* **节选内容**:

# PI0 训练配置 - 使用 unified 37D action 表示
# action/state 投影层（原 openpi 硬编码 32D）会在 PI0Framework 初始化时自动替换为 37D，
# checkpoint 中对应的 32D 参数加载时自动跳过，其余 backbone 参数正常复用。

run_id: pi0_unified_37d
run_root_dir: ./runs
seed: 42
trackers: [jsonl, wandb]
wandb_entity: timsty
wandb_project: vla_jepa
is_debug: false

framework:
  name: PI0
  # PI0 模型配置
  # action_dim 以本项目为准（统一 37D unified action 表示）。
  # PI0Pytorch 源码中 action_in_proj / action_out_proj / state_proj 硬编码为 32D，
  # PI0Framework.__init__ 会调用 _replace_pi0_projection_layers 将其替换为 37D，
  # 加载 checkpoint 时这些层因 shape 不匹配会自动跳过（保持随机初始化）。
  # 其余 VLM backbone 层（PaliGemma、action expert transformer 等）仍正常从 checkpoint 加载。
  pi0:
    paligemma_variant: "gemma_2b"

* **已知信息**:

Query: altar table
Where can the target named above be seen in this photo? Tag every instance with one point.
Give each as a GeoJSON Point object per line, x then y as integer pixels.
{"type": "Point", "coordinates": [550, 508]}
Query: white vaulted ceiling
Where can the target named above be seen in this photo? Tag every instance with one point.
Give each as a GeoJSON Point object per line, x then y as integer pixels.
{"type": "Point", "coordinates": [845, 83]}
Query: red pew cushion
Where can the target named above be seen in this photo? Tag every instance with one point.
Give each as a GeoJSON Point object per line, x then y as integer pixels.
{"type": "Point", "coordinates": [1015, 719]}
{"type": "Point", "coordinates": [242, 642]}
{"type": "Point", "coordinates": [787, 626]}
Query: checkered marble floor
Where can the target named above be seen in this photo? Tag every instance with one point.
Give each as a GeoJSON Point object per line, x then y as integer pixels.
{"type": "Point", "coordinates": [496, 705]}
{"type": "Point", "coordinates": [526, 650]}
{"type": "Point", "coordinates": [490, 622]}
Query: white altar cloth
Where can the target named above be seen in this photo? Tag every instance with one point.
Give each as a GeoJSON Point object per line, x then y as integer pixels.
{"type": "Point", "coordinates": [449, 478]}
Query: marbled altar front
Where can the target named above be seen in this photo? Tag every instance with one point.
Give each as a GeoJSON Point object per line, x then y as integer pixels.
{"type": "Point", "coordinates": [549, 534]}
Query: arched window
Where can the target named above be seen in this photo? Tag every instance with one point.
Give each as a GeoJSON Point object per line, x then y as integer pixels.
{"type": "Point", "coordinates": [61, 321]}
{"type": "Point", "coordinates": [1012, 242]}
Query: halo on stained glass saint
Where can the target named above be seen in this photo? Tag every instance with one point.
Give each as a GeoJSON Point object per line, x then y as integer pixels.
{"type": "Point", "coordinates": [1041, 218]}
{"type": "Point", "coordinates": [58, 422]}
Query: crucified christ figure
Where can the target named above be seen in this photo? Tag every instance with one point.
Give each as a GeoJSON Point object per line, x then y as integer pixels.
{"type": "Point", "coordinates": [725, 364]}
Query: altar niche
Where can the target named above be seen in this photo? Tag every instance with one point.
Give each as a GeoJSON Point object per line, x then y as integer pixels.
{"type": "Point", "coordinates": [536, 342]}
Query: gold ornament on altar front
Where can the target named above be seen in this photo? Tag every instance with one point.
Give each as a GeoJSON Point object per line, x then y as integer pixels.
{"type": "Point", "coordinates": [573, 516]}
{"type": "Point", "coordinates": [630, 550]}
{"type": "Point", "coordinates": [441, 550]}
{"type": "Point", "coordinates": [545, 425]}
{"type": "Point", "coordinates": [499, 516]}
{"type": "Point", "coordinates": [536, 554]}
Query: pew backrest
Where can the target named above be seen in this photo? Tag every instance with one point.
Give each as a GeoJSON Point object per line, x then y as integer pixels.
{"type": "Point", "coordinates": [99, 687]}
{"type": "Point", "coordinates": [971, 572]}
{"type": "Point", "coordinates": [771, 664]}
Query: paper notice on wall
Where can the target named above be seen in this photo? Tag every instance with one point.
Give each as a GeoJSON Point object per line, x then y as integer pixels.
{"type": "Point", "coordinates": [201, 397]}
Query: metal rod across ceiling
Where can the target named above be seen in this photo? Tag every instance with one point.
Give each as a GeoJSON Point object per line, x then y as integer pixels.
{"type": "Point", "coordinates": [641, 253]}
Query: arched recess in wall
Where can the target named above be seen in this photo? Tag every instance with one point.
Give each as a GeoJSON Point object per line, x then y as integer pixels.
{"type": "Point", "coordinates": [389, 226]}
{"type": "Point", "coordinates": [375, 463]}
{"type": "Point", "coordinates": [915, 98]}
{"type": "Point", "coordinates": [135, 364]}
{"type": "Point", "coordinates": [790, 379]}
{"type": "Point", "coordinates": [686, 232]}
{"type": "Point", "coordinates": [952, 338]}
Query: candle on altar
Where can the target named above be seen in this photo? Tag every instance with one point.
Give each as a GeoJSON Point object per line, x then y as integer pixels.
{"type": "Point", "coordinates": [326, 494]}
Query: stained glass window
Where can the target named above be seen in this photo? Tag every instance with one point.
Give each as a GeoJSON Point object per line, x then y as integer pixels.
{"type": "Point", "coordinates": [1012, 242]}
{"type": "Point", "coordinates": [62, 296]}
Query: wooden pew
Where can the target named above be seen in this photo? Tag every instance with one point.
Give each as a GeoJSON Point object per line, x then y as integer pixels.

==

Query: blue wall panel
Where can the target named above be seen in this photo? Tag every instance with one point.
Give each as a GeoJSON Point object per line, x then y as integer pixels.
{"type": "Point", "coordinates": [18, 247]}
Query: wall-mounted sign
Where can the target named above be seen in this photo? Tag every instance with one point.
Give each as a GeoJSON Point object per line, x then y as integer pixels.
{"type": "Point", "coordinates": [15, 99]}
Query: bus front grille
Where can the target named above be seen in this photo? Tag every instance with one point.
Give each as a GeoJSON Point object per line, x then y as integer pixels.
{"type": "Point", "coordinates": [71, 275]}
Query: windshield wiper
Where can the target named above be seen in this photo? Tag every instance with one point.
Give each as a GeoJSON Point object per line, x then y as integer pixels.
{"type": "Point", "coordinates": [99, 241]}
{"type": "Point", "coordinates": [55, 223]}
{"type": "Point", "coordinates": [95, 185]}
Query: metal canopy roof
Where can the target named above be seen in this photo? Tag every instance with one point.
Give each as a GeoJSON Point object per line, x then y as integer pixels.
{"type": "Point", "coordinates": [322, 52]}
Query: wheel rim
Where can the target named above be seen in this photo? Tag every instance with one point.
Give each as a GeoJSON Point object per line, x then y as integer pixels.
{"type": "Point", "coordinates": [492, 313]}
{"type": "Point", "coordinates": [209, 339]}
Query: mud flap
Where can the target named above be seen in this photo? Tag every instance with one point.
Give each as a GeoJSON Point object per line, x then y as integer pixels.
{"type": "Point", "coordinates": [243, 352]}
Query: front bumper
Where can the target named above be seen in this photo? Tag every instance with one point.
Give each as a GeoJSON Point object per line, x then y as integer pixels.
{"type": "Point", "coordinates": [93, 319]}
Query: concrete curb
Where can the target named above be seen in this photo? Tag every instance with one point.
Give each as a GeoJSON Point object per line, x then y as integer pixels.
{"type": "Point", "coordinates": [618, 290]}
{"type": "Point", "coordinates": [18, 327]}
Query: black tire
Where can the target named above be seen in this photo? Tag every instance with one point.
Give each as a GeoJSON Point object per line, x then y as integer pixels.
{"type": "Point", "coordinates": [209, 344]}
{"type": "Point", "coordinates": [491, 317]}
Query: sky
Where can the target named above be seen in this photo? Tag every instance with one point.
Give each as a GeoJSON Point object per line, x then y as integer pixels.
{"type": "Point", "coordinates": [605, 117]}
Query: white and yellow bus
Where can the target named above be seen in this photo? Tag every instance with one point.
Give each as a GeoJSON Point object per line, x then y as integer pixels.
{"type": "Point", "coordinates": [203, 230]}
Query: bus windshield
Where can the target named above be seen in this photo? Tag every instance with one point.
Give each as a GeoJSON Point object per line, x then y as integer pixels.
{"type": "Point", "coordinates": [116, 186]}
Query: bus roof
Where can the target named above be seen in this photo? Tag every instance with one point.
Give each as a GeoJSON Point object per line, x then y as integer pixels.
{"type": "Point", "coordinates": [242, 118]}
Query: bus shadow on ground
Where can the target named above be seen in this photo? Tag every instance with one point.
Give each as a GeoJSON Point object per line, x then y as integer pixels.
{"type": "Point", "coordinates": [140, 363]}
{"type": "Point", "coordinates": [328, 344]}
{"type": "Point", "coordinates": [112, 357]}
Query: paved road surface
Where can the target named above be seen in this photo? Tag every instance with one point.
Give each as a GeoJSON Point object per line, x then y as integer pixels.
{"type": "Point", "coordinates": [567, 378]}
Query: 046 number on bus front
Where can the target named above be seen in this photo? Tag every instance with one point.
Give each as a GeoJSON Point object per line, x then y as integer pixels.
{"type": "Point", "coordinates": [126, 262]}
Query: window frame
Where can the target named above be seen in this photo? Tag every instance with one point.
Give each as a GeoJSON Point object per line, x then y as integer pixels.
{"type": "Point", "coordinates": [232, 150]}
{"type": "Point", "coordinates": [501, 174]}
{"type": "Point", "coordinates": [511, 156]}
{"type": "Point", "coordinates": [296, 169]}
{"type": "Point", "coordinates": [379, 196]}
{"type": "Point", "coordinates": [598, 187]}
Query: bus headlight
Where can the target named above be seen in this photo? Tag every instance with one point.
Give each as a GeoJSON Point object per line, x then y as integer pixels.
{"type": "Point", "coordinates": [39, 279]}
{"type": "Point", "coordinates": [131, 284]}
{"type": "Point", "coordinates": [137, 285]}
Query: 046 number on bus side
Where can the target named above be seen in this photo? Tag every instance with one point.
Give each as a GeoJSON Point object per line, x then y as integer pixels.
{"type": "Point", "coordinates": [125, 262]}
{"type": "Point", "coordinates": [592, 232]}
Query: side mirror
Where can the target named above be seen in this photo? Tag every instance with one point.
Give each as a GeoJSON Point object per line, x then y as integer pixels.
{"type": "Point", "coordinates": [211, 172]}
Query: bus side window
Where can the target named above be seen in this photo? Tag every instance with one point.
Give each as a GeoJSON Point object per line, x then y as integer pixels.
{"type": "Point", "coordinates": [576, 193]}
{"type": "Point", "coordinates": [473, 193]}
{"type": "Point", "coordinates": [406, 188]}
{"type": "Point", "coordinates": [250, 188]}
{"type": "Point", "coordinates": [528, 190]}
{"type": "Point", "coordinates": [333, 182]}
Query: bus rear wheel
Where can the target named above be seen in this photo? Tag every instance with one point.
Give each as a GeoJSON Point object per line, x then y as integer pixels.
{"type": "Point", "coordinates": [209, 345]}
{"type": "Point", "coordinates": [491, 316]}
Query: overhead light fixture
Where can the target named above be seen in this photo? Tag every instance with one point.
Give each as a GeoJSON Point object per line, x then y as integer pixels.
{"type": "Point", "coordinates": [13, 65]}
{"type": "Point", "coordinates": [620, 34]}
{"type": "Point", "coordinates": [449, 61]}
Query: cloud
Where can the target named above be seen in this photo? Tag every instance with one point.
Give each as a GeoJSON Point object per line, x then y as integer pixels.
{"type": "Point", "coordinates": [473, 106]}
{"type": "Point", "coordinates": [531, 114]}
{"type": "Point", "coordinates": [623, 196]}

* * *

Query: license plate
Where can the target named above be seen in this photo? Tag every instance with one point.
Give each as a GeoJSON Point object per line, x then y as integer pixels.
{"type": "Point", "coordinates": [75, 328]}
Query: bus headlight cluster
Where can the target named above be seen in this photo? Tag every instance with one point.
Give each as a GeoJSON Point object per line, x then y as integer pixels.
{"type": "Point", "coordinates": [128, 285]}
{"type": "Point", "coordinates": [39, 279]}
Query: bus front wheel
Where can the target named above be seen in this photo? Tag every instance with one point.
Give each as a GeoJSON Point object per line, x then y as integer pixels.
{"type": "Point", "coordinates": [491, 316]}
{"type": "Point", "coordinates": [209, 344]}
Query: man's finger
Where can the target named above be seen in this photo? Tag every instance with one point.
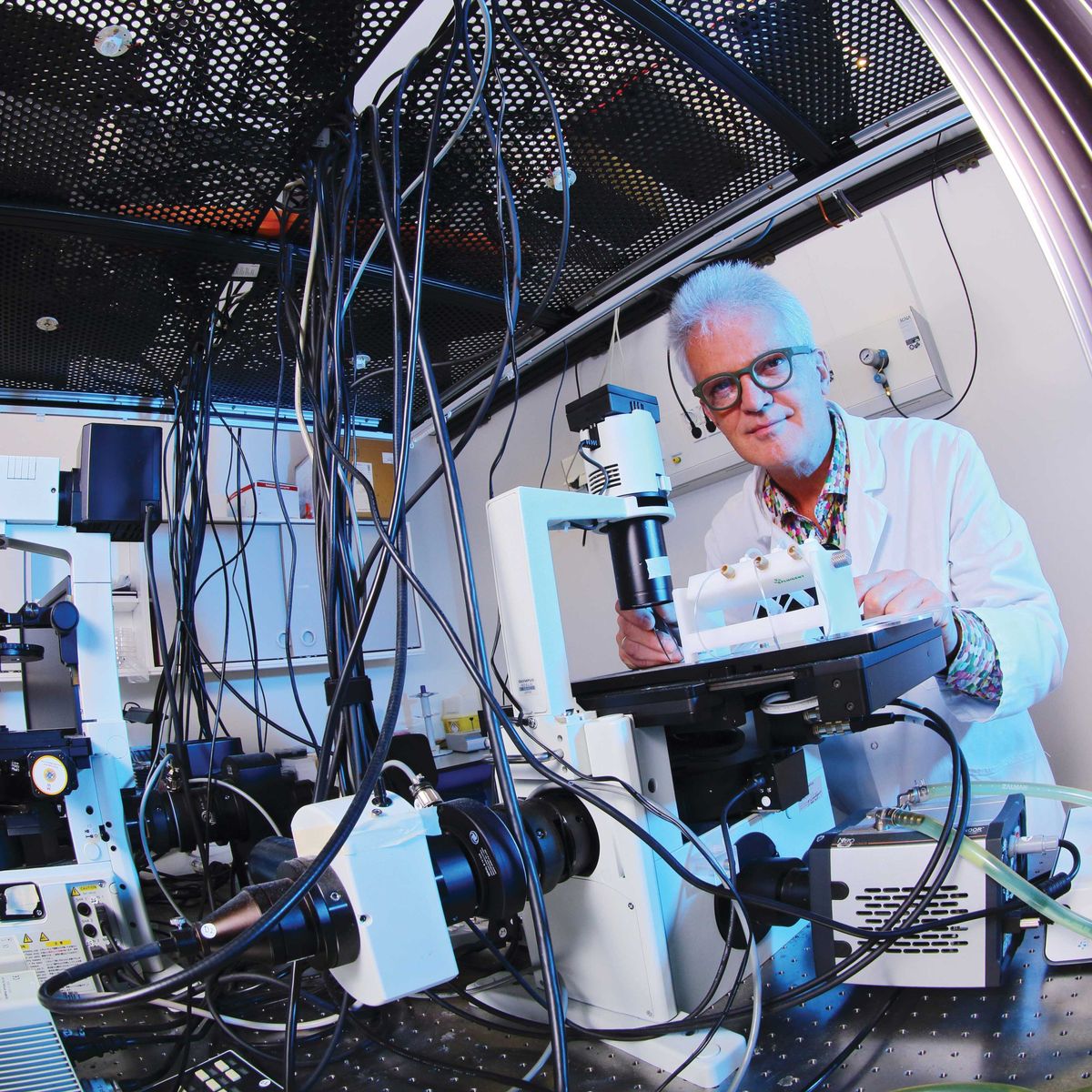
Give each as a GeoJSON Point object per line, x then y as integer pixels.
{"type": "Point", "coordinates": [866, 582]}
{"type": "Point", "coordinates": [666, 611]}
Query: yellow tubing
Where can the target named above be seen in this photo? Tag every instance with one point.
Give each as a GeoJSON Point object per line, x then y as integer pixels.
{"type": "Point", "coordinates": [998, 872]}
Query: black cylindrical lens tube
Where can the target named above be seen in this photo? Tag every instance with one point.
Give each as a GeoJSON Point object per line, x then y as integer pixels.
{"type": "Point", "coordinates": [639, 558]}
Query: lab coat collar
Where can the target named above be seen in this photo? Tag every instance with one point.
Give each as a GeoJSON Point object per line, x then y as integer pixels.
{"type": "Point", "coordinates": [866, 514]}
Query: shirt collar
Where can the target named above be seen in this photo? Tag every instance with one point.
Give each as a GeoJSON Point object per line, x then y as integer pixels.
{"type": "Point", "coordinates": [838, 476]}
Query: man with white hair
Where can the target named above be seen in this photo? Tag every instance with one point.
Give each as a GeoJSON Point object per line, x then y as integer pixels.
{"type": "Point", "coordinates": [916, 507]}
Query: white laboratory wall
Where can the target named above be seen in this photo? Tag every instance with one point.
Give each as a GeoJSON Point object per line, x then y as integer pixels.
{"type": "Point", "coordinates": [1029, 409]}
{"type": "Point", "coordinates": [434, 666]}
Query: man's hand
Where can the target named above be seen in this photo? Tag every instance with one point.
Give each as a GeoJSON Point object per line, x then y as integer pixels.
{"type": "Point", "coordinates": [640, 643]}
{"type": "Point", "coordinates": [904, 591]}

* **要做的事**:
**A)** 请把训练配置里从“# PI0 训练配置 - 使用”到“参数加载时自动跳过，其余 backbone 参数正常复用。”的内容一字不差地抄下来，首尾两处都要包括在内。
**B)** 按照训练配置的说明，PI0Pytorch 源码中哪几个层被硬编码为 32D？
这些条目在本练习中用不上。

* **参考答案**:
**A)**
# PI0 训练配置 - 使用 unified 37D action 表示
# action/state 投影层（原 openpi 硬编码 32D）会在 PI0Framework 初始化时自动替换为 37D，
# checkpoint 中对应的 32D 参数加载时自动跳过，其余 backbone 参数正常复用。

**B)** action_in_proj、action_out_proj 和 state_proj。